Your objective: Please print every line from the one containing "In this exercise you will locate the pink tinged" through the last line of the records below, exactly as written and nothing more.

☆ ☆ ☆ ☆ ☆

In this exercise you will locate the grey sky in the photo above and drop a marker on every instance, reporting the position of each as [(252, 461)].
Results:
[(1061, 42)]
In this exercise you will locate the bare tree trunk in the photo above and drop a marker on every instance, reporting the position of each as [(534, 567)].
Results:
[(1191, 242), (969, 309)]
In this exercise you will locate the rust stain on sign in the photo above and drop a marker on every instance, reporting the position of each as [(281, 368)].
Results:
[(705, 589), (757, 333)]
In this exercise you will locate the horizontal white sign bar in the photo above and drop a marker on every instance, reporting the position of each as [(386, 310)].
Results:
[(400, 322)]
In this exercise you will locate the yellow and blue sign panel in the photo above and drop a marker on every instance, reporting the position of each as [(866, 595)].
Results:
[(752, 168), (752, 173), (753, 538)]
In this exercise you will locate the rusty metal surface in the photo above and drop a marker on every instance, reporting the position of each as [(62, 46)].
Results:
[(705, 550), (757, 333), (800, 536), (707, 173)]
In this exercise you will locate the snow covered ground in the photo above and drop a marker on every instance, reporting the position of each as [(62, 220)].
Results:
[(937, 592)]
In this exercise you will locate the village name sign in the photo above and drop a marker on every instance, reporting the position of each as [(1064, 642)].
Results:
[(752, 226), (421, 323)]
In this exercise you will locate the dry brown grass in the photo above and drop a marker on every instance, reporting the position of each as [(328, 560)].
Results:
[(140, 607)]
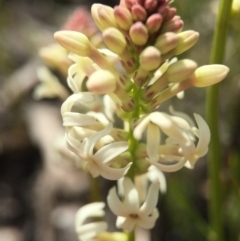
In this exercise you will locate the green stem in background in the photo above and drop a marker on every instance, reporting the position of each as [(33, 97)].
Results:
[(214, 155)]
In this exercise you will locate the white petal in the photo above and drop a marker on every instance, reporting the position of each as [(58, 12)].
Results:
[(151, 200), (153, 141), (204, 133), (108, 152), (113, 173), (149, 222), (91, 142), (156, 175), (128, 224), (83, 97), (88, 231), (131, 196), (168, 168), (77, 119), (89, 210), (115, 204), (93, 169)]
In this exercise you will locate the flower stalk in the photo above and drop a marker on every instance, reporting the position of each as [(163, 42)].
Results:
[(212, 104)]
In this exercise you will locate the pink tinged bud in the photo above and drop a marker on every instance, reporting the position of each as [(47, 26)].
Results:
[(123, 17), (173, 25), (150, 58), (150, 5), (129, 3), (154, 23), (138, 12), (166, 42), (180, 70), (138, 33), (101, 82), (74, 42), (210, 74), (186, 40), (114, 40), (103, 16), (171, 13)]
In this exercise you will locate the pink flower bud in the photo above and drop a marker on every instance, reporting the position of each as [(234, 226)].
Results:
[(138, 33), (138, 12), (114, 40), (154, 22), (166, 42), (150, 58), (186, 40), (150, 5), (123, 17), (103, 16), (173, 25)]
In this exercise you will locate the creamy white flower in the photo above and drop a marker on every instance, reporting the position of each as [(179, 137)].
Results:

☆ ☆ ☆ ☆ ☆

Exercise output:
In this exercise you will locate the pink tinged bud in the photo above and drop a marker on every instance, reporting the position of each as [(47, 26)].
Results:
[(123, 17), (173, 25), (150, 58), (150, 5), (129, 3), (154, 23), (138, 12), (166, 42), (180, 70), (138, 33), (101, 82), (74, 42), (210, 74), (186, 40), (114, 40), (103, 16), (171, 13)]
In this exercise you will locate the pink flower bud in the photo above and drop a marker on every instance, reporting the position of each as [(234, 226)].
Results:
[(138, 33), (138, 12), (114, 40), (154, 22), (166, 42), (150, 58), (186, 40), (150, 5), (123, 17), (103, 16), (173, 25)]
In this exercise you will locate the creamy white flower in the photo above and drop a marker on every instance, reporting the position of each as [(179, 137)].
Results:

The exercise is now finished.